(Records from a data collection)
::::::::

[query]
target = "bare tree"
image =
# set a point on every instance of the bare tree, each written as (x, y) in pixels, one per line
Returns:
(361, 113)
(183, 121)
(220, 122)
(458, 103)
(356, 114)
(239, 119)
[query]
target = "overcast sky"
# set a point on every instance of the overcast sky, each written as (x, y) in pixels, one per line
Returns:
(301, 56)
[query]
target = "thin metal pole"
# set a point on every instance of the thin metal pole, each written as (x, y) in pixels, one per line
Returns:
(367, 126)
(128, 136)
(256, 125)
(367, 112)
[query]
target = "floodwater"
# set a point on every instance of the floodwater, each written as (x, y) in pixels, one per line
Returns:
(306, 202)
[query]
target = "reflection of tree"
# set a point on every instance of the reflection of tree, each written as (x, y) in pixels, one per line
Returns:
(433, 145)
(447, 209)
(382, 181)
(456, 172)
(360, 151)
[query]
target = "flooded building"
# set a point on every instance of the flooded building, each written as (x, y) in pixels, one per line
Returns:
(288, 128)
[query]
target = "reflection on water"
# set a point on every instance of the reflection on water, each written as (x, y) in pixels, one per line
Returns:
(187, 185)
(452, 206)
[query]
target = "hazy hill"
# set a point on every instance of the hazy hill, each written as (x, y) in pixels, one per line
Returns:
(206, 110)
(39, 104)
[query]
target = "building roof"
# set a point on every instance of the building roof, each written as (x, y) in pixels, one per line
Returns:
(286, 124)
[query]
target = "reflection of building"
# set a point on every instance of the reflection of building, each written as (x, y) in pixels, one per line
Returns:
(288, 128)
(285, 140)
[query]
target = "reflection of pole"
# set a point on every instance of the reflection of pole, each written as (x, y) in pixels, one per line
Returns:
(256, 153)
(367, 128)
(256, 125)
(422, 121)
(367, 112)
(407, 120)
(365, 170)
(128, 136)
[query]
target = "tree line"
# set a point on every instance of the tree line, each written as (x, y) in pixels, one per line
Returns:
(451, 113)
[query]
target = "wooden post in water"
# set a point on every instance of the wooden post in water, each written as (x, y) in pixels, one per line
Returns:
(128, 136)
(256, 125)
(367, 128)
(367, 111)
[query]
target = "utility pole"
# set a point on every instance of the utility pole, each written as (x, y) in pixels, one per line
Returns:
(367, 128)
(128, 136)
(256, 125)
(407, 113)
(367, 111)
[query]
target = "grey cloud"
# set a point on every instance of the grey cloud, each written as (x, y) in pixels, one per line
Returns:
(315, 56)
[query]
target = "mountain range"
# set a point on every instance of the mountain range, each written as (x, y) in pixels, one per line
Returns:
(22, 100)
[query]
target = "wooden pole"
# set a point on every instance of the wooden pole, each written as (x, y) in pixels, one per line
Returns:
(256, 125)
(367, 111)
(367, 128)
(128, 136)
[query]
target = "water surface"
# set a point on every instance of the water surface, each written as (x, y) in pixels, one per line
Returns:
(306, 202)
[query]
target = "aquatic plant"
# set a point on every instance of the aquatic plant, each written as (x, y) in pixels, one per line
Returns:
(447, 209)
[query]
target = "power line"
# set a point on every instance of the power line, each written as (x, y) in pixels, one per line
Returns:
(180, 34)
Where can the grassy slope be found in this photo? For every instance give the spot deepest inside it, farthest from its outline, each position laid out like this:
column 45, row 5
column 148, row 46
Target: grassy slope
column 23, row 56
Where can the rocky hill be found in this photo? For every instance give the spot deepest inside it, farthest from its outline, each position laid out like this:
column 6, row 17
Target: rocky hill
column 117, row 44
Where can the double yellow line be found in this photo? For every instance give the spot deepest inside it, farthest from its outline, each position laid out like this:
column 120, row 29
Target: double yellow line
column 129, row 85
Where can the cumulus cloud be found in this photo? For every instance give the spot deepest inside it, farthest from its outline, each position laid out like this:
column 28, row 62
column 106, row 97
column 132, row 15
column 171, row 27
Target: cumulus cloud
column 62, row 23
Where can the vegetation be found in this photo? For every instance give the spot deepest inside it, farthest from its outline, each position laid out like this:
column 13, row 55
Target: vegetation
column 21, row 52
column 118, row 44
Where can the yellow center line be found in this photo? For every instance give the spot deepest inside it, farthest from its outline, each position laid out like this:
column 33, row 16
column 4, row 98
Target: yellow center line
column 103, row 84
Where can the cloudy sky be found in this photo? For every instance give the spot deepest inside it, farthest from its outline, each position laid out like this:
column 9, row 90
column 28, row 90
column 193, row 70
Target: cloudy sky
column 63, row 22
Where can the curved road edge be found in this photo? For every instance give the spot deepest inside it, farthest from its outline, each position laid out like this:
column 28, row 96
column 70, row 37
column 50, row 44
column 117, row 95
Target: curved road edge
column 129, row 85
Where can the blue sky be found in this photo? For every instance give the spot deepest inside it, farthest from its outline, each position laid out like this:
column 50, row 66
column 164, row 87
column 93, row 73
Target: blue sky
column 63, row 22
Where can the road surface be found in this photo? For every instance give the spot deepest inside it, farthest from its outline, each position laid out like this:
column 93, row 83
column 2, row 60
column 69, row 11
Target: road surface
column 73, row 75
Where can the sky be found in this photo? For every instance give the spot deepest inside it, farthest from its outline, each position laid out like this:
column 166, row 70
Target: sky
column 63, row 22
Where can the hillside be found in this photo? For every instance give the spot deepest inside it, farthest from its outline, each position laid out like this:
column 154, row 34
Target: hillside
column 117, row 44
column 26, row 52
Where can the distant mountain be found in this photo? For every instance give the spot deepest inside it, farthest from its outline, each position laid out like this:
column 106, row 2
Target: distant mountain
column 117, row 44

::::::::

◆ **What is being asked**: Please set down all the data word for word.

◆ **Finished task**:
[query]
target = "bare tree"
image =
# set a point on every instance of the bare tree, each written as (x, y) in pixels, one per line
Returns:
(361, 113)
(183, 121)
(220, 122)
(458, 103)
(356, 114)
(239, 119)
[query]
target = "overcast sky"
# set a point on every instance of the overcast sky, each written as (x, y) in pixels, one per line
Returns:
(301, 56)
[query]
target = "thin metal pole"
# set a point on every instance of the thin metal pole, each written as (x, y) in pixels, one per line
Returns:
(367, 126)
(128, 136)
(256, 125)
(367, 112)
[query]
target = "floodwater"
# set a point on every instance of the floodwater, each written as (x, y) in pixels, one per line
Returns:
(306, 202)
[query]
target = "reflection of tree"
# set a point on every instance of the reflection of tree, each written as (x, y) in pixels, one per line
Returns:
(433, 145)
(447, 209)
(382, 181)
(456, 172)
(360, 151)
[query]
target = "flooded building"
# set a point on every instance of the flooded building, each written as (x, y) in pixels, one per line
Returns:
(288, 128)
[query]
target = "reflection on water"
# set a point on every instance of the reflection on water, each written as (x, y) in pixels, one per line
Returns:
(187, 185)
(452, 206)
[query]
target = "hazy hill"
# set a point on every instance of the hazy hill, each written as (x, y) in pixels, one per line
Returns:
(206, 110)
(39, 104)
[query]
target = "building roof"
# set a point on every instance of the building roof, each written as (x, y) in pixels, one per line
Returns:
(286, 124)
[query]
target = "reflection of building"
# set a point on every instance of the reflection of building, each written as (x, y) in pixels, one per line
Returns:
(288, 128)
(285, 140)
[query]
target = "reflection of pole"
# set a point on every instance of the reflection of pole, each written as (x, y) in pixels, one per line
Returns:
(256, 153)
(367, 128)
(256, 125)
(422, 121)
(367, 112)
(407, 120)
(365, 170)
(128, 136)
[query]
target = "tree line"
# set a point on every instance of the tree line, each written as (x, y) in pixels, one per line
Returns:
(451, 113)
[query]
target = "wooden post in water"
# set a point on every instance of the wooden post in water, each written as (x, y) in pixels, one per line
Returns:
(128, 136)
(256, 125)
(367, 128)
(367, 111)
[query]
target = "utility pole"
# set a point on every instance of the utility pole, each written as (x, y) in pixels, one per line
Returns:
(367, 128)
(128, 136)
(256, 125)
(407, 113)
(367, 111)
[query]
target = "grey cloud"
# set a point on every instance of the grey cloud, each written as (x, y) in pixels, one per line
Returns:
(315, 56)
[query]
target = "mountain range"
# set a point on every instance of the mountain range, each written as (x, y) in pixels, one per line
Returns:
(22, 100)
[query]
target = "wooden pole"
# set a point on every instance of the wooden pole, each written as (x, y) in pixels, one per line
Returns:
(256, 125)
(367, 111)
(367, 128)
(128, 136)
[query]
target = "water surface"
# set a point on every instance of the water surface, each written as (x, y) in pixels, one per line
Returns:
(306, 202)
[query]
target = "aquatic plant"
# set a point on every instance of the aquatic plant, each written as (x, y) in pixels, one per line
Returns:
(447, 209)
[query]
target = "power line"
# set a point on every instance of the power line, each written as (x, y) in pixels, one per line
Returns:
(180, 34)
Where can the grassy slope be found in this photo? For every instance give the spot deepest inside it, farthest from its outline, each position laid out like this:
column 45, row 5
column 148, row 46
Target: grassy slope
column 23, row 56
Where can the rocky hill be found in this photo? For every instance give the spot deepest inside it, farthest from its outline, each position laid out like this:
column 6, row 17
Target: rocky hill
column 117, row 44
Where can the double yellow line be found in this photo? For every instance give the spot deepest inside it, farthest from its outline, each position laid out like this:
column 120, row 29
Target: double yellow line
column 129, row 85
Where can the cumulus cloud be found in this photo? For every instance give the spot deepest inside it, farthest from its outline, each position laid out like this:
column 28, row 62
column 106, row 97
column 132, row 15
column 171, row 27
Target: cumulus cloud
column 62, row 23
Where can the vegetation be found in this photo? For every instance give the spot deepest inside it, farthest from its outline, each position laid out like this:
column 13, row 55
Target: vegetation
column 21, row 52
column 118, row 44
Where can the yellow center line be found in this photo? For every instance give the spot deepest inside it, farthest from its outline, each position laid out like this:
column 33, row 16
column 4, row 98
Target: yellow center line
column 103, row 84
Where can the cloudy sky be found in this photo? For every instance give the spot deepest inside it, farthest from its outline, each position laid out like this:
column 9, row 90
column 28, row 90
column 193, row 70
Target: cloudy sky
column 63, row 22
Where can the curved road edge be found in this photo? For every instance give the spot deepest inside it, farthest from its outline, each position laid out like this:
column 28, row 96
column 70, row 37
column 50, row 44
column 117, row 95
Target: curved road edge
column 129, row 85
Where can the blue sky be found in this photo? For every instance give the spot deepest inside it, farthest from its outline, each position laid out like this:
column 50, row 66
column 164, row 87
column 93, row 73
Target: blue sky
column 63, row 22
Where can the road surface be found in this photo? For every instance give the spot deepest inside it, farthest from its outline, each position laid out like this:
column 93, row 83
column 2, row 60
column 69, row 11
Target: road surface
column 73, row 75
Where can the sky be found in this photo? For every instance give the spot deepest inside it, farthest from its outline, each position laid out like this:
column 166, row 70
Target: sky
column 63, row 22
Where can the hillside be found in this photo? For every instance give the spot deepest inside it, farthest from its outline, each position laid out like this:
column 154, row 34
Target: hillside
column 117, row 44
column 26, row 52
Where can the distant mountain be found in this photo? For every instance give the spot deepest inside it, farthest from its outline, each position laid out like this:
column 106, row 2
Target: distant mountain
column 117, row 44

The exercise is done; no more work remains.